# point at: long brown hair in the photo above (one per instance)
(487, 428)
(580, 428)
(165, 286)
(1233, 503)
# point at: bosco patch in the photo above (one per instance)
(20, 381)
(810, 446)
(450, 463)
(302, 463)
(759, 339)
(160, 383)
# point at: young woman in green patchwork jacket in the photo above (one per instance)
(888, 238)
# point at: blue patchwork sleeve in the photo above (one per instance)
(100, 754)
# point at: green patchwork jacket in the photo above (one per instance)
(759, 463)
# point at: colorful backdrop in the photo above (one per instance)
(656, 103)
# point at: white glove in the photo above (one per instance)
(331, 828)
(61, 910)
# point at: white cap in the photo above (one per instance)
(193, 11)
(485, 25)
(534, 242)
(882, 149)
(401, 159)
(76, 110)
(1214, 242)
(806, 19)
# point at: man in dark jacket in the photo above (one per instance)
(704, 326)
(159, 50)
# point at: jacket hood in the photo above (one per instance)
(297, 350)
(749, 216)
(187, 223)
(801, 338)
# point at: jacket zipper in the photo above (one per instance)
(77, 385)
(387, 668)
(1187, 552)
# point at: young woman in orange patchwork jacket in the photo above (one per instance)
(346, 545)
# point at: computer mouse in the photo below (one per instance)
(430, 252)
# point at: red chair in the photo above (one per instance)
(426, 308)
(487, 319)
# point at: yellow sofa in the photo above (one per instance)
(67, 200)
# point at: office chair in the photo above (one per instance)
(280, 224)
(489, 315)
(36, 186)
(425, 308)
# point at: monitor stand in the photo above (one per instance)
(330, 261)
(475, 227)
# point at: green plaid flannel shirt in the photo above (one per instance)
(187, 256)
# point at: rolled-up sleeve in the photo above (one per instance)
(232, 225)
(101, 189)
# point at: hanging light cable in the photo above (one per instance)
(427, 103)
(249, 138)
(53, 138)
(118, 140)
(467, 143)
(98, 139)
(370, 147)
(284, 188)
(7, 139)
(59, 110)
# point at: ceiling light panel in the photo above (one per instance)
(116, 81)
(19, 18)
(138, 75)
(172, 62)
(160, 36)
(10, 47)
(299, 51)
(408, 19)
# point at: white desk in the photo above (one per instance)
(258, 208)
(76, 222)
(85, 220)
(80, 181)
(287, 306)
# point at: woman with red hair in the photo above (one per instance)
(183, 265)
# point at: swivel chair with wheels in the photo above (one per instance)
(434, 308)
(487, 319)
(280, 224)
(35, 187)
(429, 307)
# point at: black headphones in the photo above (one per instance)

■ ■ ■

Goal: Turn the records above into a Markdown table with two columns, Row and Entry. Give each line its own numbered row and leave out any blank lines.

Complete response:
| Row | Entry |
|---|---|
| 1 | # point at: long brown hair in the photo above (one per instance) |
| 2 | (487, 428) |
| 3 | (580, 428) |
| 4 | (165, 286) |
| 5 | (1233, 503) |
| 6 | # point at: bosco patch in the photo above (one per instance) |
| 7 | (20, 381) |
| 8 | (810, 446) |
| 9 | (450, 463) |
| 10 | (302, 463) |
| 11 | (759, 339) |
| 12 | (160, 383) |
| 13 | # point at: young woman in green patchwork jacket in the photo above (one per instance) |
| 14 | (888, 238) |
| 15 | # point at: blue patchwork sleeve in the photo above (one per instance) |
| 16 | (100, 754) |
| 17 | # point at: green patchwork jacket in the photo above (one per instance) |
| 18 | (759, 463) |
| 19 | # point at: colorful backdrop in the photo above (one per instance) |
| 20 | (656, 103) |
| 21 | # point at: white glove in the photo above (one per instance) |
| 22 | (331, 828) |
| 23 | (61, 910) |
| 24 | # point at: white cap in the photo above (one per instance) |
| 25 | (193, 11) |
| 26 | (485, 25) |
| 27 | (534, 242) |
| 28 | (882, 149) |
| 29 | (401, 159) |
| 30 | (76, 110) |
| 31 | (1214, 242) |
| 32 | (806, 19) |
| 33 | # point at: man in dark jacket in the photo above (one per instance) |
| 34 | (704, 326) |
| 35 | (159, 50) |
| 36 | # point at: jacket hood in the photo above (one per instance) |
| 37 | (297, 350) |
| 38 | (749, 216) |
| 39 | (187, 223) |
| 40 | (801, 338) |
| 41 | # point at: jacket zipper in the photo above (one per instance) |
| 42 | (77, 385) |
| 43 | (387, 668) |
| 44 | (1187, 552) |
| 45 | # point at: young woman in orange patchwork jacket in the photo above (one per instance) |
| 46 | (346, 545) |
| 47 | # point at: computer mouse in the photo below (one per instance) |
| 48 | (430, 252) |
| 49 | # point at: red chair in the photo above (one per instance) |
| 50 | (426, 308) |
| 51 | (487, 319) |
| 52 | # point at: yellow sofa in the photo above (one per instance) |
| 53 | (67, 200) |
| 54 | # point at: office chair in the photo above (one per instance) |
| 55 | (280, 224) |
| 56 | (489, 315) |
| 57 | (36, 186) |
| 58 | (425, 308) |
| 59 | # point at: monitor stand in the photo above (one per instance) |
| 60 | (330, 261) |
| 61 | (475, 227) |
| 62 | # point at: green plaid flannel shirt in the photo above (one per instance) |
| 63 | (187, 256) |
| 64 | # point at: rolled-up sleeve in the photo above (one per instance) |
| 65 | (232, 225) |
| 66 | (101, 189) |
| 67 | # point at: hanging light cable in the photo above (one per instance) |
| 68 | (427, 103) |
| 69 | (249, 138) |
| 70 | (53, 138) |
| 71 | (118, 140) |
| 72 | (467, 143) |
| 73 | (98, 139) |
| 74 | (370, 147) |
| 75 | (284, 188) |
| 76 | (7, 139) |
| 77 | (59, 110) |
| 78 | # point at: ceiling light panel in the photo above (one per instance) |
| 79 | (116, 81) |
| 80 | (19, 18) |
| 81 | (138, 75) |
| 82 | (172, 62) |
| 83 | (160, 36) |
| 84 | (10, 47) |
| 85 | (299, 51) |
| 86 | (408, 19) |
| 87 | # point at: white desk in the photo above (one per instance) |
| 88 | (258, 208) |
| 89 | (76, 222) |
| 90 | (85, 220) |
| 91 | (80, 181) |
| 92 | (287, 306) |
| 93 | # point at: woman with red hair in the photo above (one per instance) |
| 94 | (183, 265) |
| 95 | # point at: swivel chair with wheels in the photo above (one per instance) |
| 96 | (434, 308) |
| 97 | (487, 319) |
| 98 | (280, 224) |
| 99 | (35, 187) |
| 100 | (429, 307) |
| 101 | # point at: black headphones in the photo above (one per instance) |